Task objective:
Rewrite every line starting at the one containing "Task: place one pin on each instance of the interior" and ending at the last line of the records, shifting each coordinate value up by 102. Leave all other text as it is.

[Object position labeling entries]

>>>

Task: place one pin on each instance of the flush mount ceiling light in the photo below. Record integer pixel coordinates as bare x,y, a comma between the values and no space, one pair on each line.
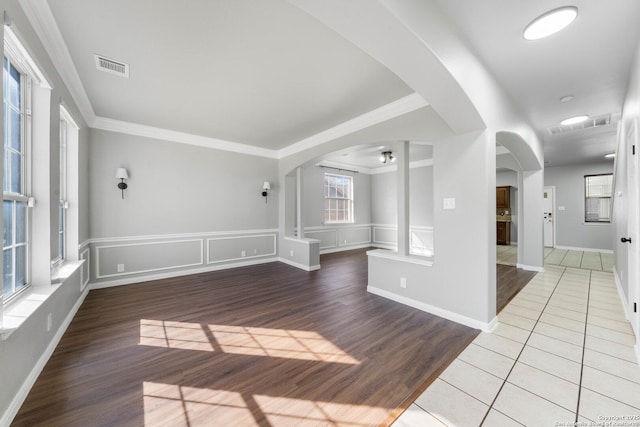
550,23
573,120
386,157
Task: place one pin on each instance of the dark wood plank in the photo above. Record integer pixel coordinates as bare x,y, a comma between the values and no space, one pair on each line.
264,345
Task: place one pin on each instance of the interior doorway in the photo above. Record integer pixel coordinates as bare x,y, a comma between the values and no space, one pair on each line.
549,202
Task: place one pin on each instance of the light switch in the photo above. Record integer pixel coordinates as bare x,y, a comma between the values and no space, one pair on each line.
449,203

<<<

Answer to the exercise:
Task: place one pin on each instance of the interior doorway in the photo above. Record integer pixel coordinates as bare x,y, a comma between the values and no space, one pair on each line.
651,304
Task: place one pin on each instance of the light switch in the photo above. Record integer pixel coordinates as bare x,y, a comma between the values and no space, one pair on each line.
551,305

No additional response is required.